Copy out, word for word, every line of the records from the first one through the line that contains "95,28 -> 103,41", including both of those lines.
-- START --
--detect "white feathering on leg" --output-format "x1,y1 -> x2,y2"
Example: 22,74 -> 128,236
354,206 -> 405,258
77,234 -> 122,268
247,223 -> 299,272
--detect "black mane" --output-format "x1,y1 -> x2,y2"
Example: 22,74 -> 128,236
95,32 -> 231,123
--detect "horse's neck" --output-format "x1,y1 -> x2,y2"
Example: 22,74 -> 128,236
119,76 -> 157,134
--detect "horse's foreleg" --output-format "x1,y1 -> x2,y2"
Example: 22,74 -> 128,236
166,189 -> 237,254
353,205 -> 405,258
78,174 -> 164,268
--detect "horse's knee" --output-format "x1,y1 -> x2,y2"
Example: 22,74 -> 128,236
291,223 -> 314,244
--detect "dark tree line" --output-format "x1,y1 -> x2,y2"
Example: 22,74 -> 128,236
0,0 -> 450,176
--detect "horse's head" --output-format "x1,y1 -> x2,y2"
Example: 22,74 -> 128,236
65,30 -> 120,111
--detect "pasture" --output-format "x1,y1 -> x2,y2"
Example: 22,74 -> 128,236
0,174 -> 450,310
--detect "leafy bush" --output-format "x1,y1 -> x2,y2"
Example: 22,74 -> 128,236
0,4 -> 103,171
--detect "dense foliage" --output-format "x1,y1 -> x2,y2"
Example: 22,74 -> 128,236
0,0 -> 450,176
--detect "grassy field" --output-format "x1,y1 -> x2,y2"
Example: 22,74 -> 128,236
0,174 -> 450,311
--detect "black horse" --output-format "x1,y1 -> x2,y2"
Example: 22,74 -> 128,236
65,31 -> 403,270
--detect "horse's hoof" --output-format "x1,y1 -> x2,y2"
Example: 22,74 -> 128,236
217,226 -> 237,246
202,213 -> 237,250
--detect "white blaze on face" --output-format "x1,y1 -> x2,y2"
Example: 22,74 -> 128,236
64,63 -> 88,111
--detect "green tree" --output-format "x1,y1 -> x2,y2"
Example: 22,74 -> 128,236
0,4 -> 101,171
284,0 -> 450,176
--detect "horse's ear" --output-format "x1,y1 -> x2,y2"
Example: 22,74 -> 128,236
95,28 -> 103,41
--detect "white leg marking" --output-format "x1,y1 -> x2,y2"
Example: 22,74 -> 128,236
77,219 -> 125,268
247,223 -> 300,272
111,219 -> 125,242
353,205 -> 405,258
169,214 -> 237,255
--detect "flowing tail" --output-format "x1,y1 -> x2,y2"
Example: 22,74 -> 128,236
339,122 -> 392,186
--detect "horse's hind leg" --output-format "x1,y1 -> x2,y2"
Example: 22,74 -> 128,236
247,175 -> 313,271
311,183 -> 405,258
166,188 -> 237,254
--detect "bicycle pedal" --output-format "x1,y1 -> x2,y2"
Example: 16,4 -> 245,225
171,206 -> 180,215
-- END --
**Response for this exercise**:
--detect "white feathering on leg" --output-format "x1,y1 -> x2,y2"
Example: 22,74 -> 128,236
354,206 -> 405,258
77,234 -> 122,268
247,223 -> 299,272
--detect "black mane" --output-format "x1,y1 -> x2,y2"
Example: 22,74 -> 128,236
95,32 -> 231,123
--detect "horse's neck" --output-format "x1,y1 -> x2,y2"
Example: 22,74 -> 128,236
119,76 -> 157,134
--detect "horse's foreleg" --output-format "x1,y1 -> x2,y2"
Example: 22,74 -> 128,236
166,189 -> 237,254
353,205 -> 405,258
78,174 -> 164,268
--detect "horse's knee" --output-format "x1,y1 -> x2,y2"
Example: 22,74 -> 128,236
291,223 -> 314,244
--detect "dark tree line" --output-format "x1,y1 -> x2,y2"
Example: 22,74 -> 128,236
0,0 -> 450,176
--detect "horse's head" --output-format "x1,y1 -> x2,y2"
Example: 22,74 -> 128,236
65,30 -> 120,111
--detect "pasture" --output-format "x1,y1 -> x2,y2"
Example: 22,74 -> 128,236
0,174 -> 450,310
--detect "leafy bush" --output-format "x1,y1 -> x2,y2"
Example: 22,74 -> 128,236
0,4 -> 103,171
--detect "dense foliage" --output-format "x1,y1 -> x2,y2"
Example: 22,74 -> 128,236
0,0 -> 450,176
--detect "grassy field" --output-format "x1,y1 -> x2,y2"
Example: 22,74 -> 128,236
0,174 -> 450,311
--detect "black horse" --output-format "x1,y1 -> x2,y2"
Example: 22,74 -> 128,236
65,31 -> 403,270
--detect "horse's hoof" --output-format "x1,y1 -> x2,y2"
Example: 22,74 -> 128,236
217,226 -> 237,246
202,213 -> 237,250
--detect "white blaze on face" --output-format "x1,y1 -> x2,y2"
Example: 22,74 -> 128,236
64,63 -> 88,111
--detect "green tree" --output-format "x1,y1 -> x2,y2"
Example: 22,74 -> 128,236
0,4 -> 101,171
284,0 -> 450,176
--detect "horse's ear" --output-format "x1,y1 -> x2,y2"
Example: 22,74 -> 128,236
95,28 -> 103,41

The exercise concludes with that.